Quoted text
+++
Training and testing social embodied AI agents on physical hardware (whether robots or AR glasses) with actual humans has scalability limitations, requires the added complexity of establishing standardized benchmarking procedures, and may pose safety concerns. That’s why we’ve developed a new set of tools for robotics research across simulators, datasets, and an affordable technology stack encompassing both hardware and software that make it easier, faster, and more affordable to conduct this research.

Today, we’re announcing three major advancements toward the development of social embodied AI agents that can cooperate with and assist humans in their daily lives:

  1. Habitat 3.0: The highest-quality simulator that supports both robots and humanoid avatars and allows for human-robot collaboration in home-like environments. AI agents trained with Habitat 3.0 learn to find and collaborate with human partners at everyday tasks like cleaning up a house, thus improving their human partner’s efficiency. These AI agents are evaluated with real human partners using a simulated human-in-the-loop evaluation framework, also provided with Habitat 3.0.
  2. Habitat Synthetic Scenes Dataset (HSSD-200): An artist-authored 3D dataset of over 18,000 objects across 466 semantic categories in 211 scenes. The highest quality dataset of its kind, HSDD-200 can train navigation agents with comparable or better generalization to physical-world 3D reconstructed scenes using two orders of magnitude fewer scenes than from prior datasets.
  3. HomeRobot: An affordable home robot assistant hardware and software platform in which the robot can perform open vocabulary tasks in both simulated and physical-world environments.

Habitat 3.0

In order to advance robotics capabilities fast, we develop and test new algorithms and models in simulators and then transfer them to physical robots. We’ve been making strides with the Habitat simulator for several years. Habitat 1.0 trained virtual robots to navigate in 3D scans of physical-world houses at speeds exceeding 10,000 robot steps per second (SPS). Habitat 2.0 introduced interactive environments (e.g., objects that could be picked up, drawers that could be opened) and trained virtual robots to clean up the house by rearranging objects.
+++
Data records
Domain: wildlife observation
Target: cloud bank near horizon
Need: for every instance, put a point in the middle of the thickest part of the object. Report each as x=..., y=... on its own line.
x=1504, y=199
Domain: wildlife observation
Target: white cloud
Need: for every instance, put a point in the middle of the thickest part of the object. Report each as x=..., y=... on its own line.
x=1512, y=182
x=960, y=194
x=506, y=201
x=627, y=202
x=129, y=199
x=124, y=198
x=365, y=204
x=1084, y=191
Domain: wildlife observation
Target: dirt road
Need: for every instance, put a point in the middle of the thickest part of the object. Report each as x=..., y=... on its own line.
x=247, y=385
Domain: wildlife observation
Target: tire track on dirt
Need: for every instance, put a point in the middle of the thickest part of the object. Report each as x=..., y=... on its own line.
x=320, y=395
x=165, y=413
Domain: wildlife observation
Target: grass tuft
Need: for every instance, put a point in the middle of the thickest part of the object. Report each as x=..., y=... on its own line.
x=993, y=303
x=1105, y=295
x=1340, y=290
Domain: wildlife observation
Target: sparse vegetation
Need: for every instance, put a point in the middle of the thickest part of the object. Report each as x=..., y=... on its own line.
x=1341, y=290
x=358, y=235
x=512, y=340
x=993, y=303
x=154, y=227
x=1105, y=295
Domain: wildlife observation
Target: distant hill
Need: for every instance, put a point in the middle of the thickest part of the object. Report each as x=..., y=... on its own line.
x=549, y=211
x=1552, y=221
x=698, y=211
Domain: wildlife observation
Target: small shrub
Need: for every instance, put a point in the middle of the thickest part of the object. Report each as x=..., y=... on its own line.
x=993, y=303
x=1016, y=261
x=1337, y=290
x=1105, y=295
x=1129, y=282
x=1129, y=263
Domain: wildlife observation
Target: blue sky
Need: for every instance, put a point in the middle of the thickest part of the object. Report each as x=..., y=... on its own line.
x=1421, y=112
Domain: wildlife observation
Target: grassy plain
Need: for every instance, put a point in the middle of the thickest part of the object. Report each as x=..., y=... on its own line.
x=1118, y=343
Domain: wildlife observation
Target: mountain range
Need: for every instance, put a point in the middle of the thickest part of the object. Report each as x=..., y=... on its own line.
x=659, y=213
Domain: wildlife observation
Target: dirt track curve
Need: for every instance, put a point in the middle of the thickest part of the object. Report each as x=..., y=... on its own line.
+++
Challenge A
Answer these questions about the text on tools for embodied AI research above, one answer per line and marked to match:
(i) How many semantic categories do the objects in HSSD-200 span?
(ii) What speed did Habitat 1.0 exceed when training virtual robots?
(iii) In what kinds of environments can the HomeRobot robot perform open vocabulary tasks?
Challenge B
From the text on tools for embodied AI research above, reproduce the stretch from "2. Habitat Synthetic" through "and physical-world environments." word for word.

Written reply A
(i) 466 semantic categories.
(ii) 10,000 robot steps per second (SPS).
(iii) In both simulated and physical-world environments.

Written reply B
2. Habitat Synthetic Scenes Dataset (HSSD-200): An artist-authored 3D dataset of over 18,000 objects across 466 semantic categories in 211 scenes. The highest quality dataset of its kind, HSDD-200 can train navigation agents with comparable or better generalization to physical-world 3D reconstructed scenes using two orders of magnitude fewer scenes than from prior datasets.
  3. HomeRobot: An affordable home robot assistant hardware and software platform in which the robot can perform open vocabulary tasks in both simulated and physical-world environments.